• _Work item A_
Using the passage on children's health, answer the following:
(i) Besides fewer colds, what physical change makes ear infections uncommon by school age?
(ii) What date appears on the post about mechanical ventilators?
(iii) What example does the passage give of a reason a child may be too weak to breathe properly?
• _Work item B_
Pick up the passage on children's ear infections and mechanical ventilators after its final sentence and continue it.

[Opening Passage to read section]

By the time a child gets to school-age, ear infections are uncommon. This is because, as the skull grows, the connecting tube gets longer and less straight, putting a useful mechanical obstacle in the way of germs trying to get up the tube to reach the ear. Additionally, older children get fewer colds than toddlers. So, if your child has a lot of ear troubles, take heart in the fact things will certainly get better over time.

How does a standard mechanical ventilator — a breathing machine — work?

Wednesday, December 2nd, 2009

Often children in the PICU need a mechanical ventilator — a breathing machine — so parents are confronted with this machine. When do we use them and how do they work?

There are three main reasons for using a ventilator: 1.) the child’s lungs are not working well, not getting needed oxygen into the body and carbon dioxide waste out (severe pneumonia is a good example); 2.) the child is not awake and aware enough to breathe and cough properly on his own (a head injury is an example); 3.) the child’s lungs and level of awareness are fine, but he is too weak to breath properly (various muscle problems are examples).

[Closing Passage to read section]
[Opening Material provided section]

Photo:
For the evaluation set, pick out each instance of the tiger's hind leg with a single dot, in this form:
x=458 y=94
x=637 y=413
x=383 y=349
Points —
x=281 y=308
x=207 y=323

[Closing Material provided section]

• _Your response A_
(i) As the skull grows, the connecting tube gets longer and less straight, which puts a mechanical obstacle in the way of germs trying to reach the ear.
(ii) Wednesday, December 2nd, 2009.
(iii) Various muscle problems.

• _Your response B_
There are many different kinds of ventilators made by different companies, and superficially they may look very different from one another. They have an array of dials and flashing indicators on them, and most draw complicated graphs on a screen as the ventilator works. But in spite of this variability, at root all common ventilators are alike (there are exceptions — special machines we use in special situations). They give a child a breath of air down through a breathing tube, called an endotracheal tube, which we place through a child’s mouth or nose. That air nearly always has extra oxygen in it. We express this additional oxygen as a percent — ordinary room air is 21% oxygen (most of the rest is nitrogen) and pure oxygen is 100%.

We use all the knobs on the machine to set what kind of breaths we want — how big and how often. We also tell the machine what to do if the child takes a breath on her own, usually telling it to help the child in one of several ways with her spontaneous breathing attempts. Finally, we tell the machine what to do between breaths, typically to maintain some air pressure in the system (called PEEP, for positive end-expiratory pressure).

The whole point of using a ventilator is to take over the job of breathing from the child. The machine can do it all, or it can assist the child while she does some of the work. A mechanical ventilator is not an all or nothing device. After the child has healed and no longer needs the ventilator, we can progressively turn down the settings on the machine, in this way asking the child to take over her own breathing more and more. When she can do all the work herself, we pull out the breathing tube.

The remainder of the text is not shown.